# The tasks:
a – According to the Kolbotn IL text, in what year did the three clubs merge and take the name Kolbotn Idrettslag?
b – Pick up the Kolbotn IL text after its last sentence and write the next part of its history section.

# Reading text:
----
Kolbotn IL
- Club logo
- Full name: Kolbotn Idrettslag
- Sport: basketball, amateur wrestling, association football, sport gymnastics, disabled sports, handball, orienteering, competitive swimming, volleyball
- Founded: 1915
- Based in: Kolbotn, Norway

= Kolbotn IL =

Norwegian sports club

Kolbotn Idrettslag is a sports club from Kolbotn, Norway. Since 1960, the club has been organized in semi-autonomous sub-sections. The club runs basketball, amateur wrestling, association football, sport gymnastics, disabled sports, handball, orienteering, competitive swimming and volleyball.

Over the years, the club and its members have also been active in badminton, bandy, athletics, Nordic skiing and speedskating.

==History==
Kullebunden Idrætsklub was founded in 1915 with Normand Nilsen as its first chairman. The club later changed its name to Kolbotn Idrettsklubb (KIK).

Kolbotn Arbeideridrettslag (Kolbotn AIL) was founded in 1924.

In 1934, the speedskaters broke away from KIK and started Kolbotn Skøyteklubb with Wilhelm Berthelsen as chairman. In 1946, the three clubs Kolbotn Idrettsklubb, Kolbotn Arbeideridrettslag, and Kolbotn Skøyteklubb merged and took the new name Kolbotn Idrettslag (aka Kolbotn I.L.). In 1985, Hellerasten Volleyball Klubb was included in Kolbotn I.L.
----
# Data segment:
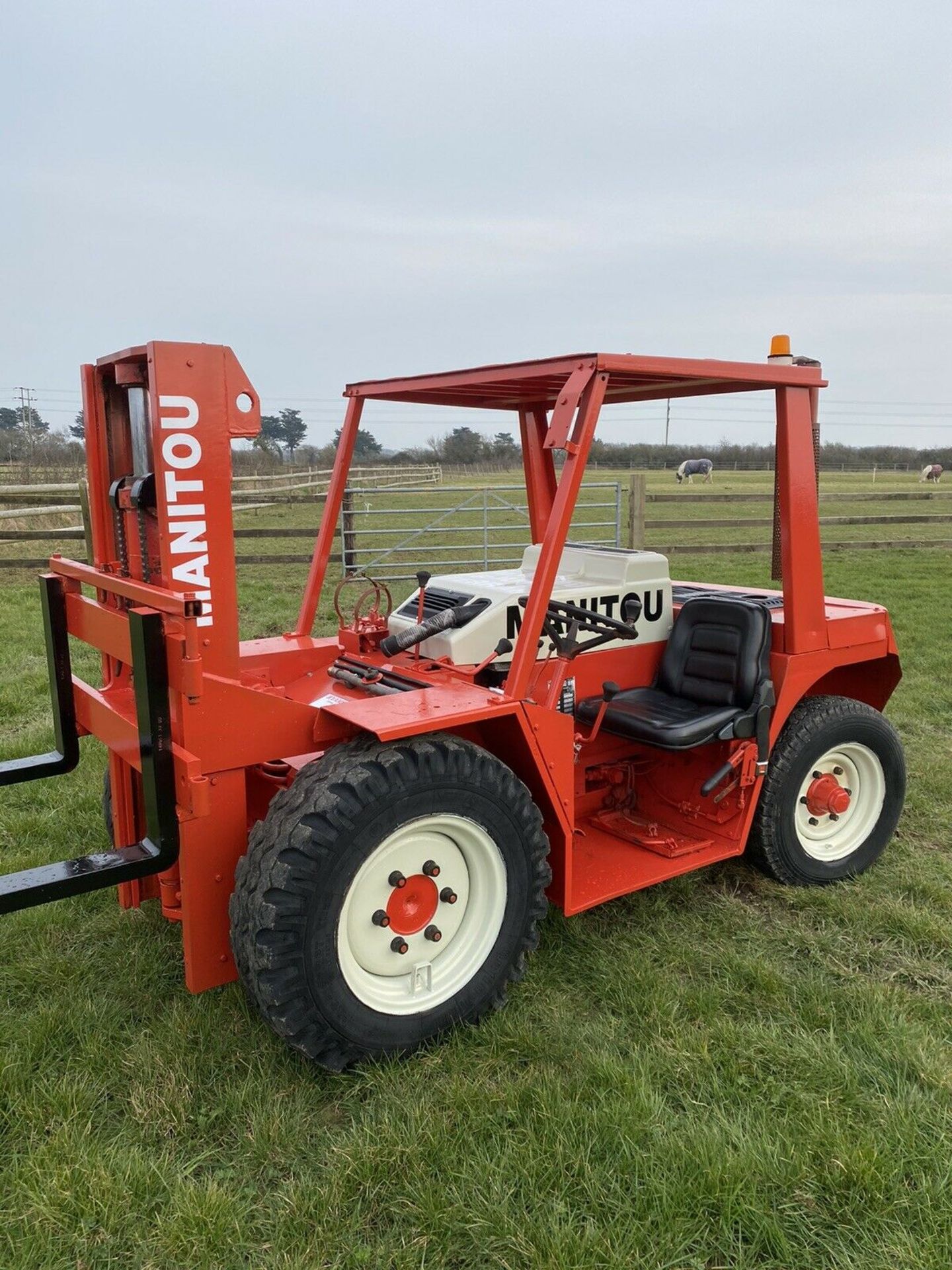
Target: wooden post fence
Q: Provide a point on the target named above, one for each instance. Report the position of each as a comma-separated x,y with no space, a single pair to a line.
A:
636,511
----
# Responses to the exercise:
a – 1946

b –
In 1925, polar explorer Roald Amundsen was appointed honorable member of the club.

The club is well-known for its eminent wrestlers. Kolbotn wrestlers had a successful period in the 1940s and again in the early 1980s to the mid-1990s. The most notable results were two Olympic gold medals by Jon Rønningen.

Kolbotn I.L. started Handball in 1940, and the Handball section won the National league in 1983 and 1984.

Kolbotn Volleyball won the National league in 1984 (as Hellerasten), and 1986. In 1992, Kolbotn Volleyball won both the National league and the National championship.

Kolbotn's Women's Football team won the elite Toppserien league in 2002, 2005, and 2006 and the national Cup championship in 2007. In 2009, Dan Eggen, former Norwegian international player, joined as the team's chief trainer.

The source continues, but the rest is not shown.